Task: Rewrite the material below as a numbered list with one line per item, skipping any blank lines and leaving out the pictures.

Data to process:
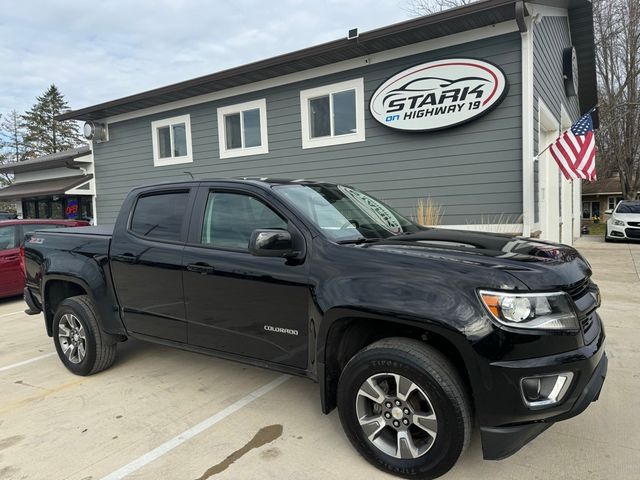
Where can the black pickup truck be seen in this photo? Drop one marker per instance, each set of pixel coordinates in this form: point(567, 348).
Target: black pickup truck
point(414, 333)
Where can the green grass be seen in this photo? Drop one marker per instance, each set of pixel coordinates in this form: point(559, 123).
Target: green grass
point(597, 228)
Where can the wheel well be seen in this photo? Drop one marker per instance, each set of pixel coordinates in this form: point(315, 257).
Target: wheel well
point(349, 336)
point(56, 291)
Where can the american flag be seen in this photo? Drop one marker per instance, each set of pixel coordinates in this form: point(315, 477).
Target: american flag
point(575, 150)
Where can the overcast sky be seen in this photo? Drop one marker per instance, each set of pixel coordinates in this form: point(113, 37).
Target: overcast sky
point(98, 51)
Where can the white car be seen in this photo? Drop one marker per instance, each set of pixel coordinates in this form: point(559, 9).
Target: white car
point(624, 222)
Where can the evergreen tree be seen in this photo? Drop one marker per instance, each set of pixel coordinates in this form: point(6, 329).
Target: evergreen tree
point(12, 132)
point(45, 134)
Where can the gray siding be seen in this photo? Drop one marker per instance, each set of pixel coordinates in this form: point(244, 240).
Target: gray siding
point(474, 170)
point(550, 37)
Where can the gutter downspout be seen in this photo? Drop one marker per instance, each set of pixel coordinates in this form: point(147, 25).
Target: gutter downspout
point(526, 33)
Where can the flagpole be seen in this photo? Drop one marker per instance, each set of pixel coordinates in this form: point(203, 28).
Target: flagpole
point(537, 157)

Exercise result:
1. Where can the black pickup truck be seen in this photo? Drop one marker per instance, each set of pixel coordinates in this form: point(567, 348).
2. Target: black pickup truck
3. point(414, 333)
4. Where can the green grass be seen in this photo? Drop one marker per instance, each set of pixel coordinates in this form: point(559, 123).
5. Target: green grass
6. point(597, 228)
7. Where can the wheel well be seen in this photo? Drop one marker per instance, each set of pixel coordinates in this form: point(315, 257).
8. Target: wheel well
9. point(349, 336)
10. point(56, 291)
11. Where can the american flag be seen in this photo? Drop one marker per instance, each set of pixel coordinates in this form: point(315, 477).
12. Target: american flag
13. point(575, 150)
14. Where can the overcast sky be seen in this photo? Drop one marker per instance, each set of pixel coordinates in this form: point(113, 37).
15. Target: overcast sky
16. point(98, 51)
17. Where can the white car be seen in this photo? Drop one marker per instance, each set of pixel coordinates in this form: point(559, 9).
18. Target: white car
19. point(624, 222)
20. Where can the evergreen tree be seen in this photo? Drop one marker per instance, each set of pixel coordinates in this form: point(6, 329).
21. Target: evergreen tree
22. point(12, 132)
23. point(45, 134)
24. Where can the gray siding be seen in this photo? Drop one marker per instance, each set of pixel coordinates in this form: point(244, 240).
25. Target: gray siding
26. point(474, 170)
27. point(550, 37)
28. Where can the gutter downspout be seen in this photo? Drop one marker per instance, each set of pixel coordinates in this form: point(147, 25).
29. Target: gutter downspout
30. point(526, 33)
31. Where can the flagpole be seen in this photo? Drop one marker per instance, each set of pixel coordinates in this form: point(203, 28).
32. Target: flagpole
33. point(537, 157)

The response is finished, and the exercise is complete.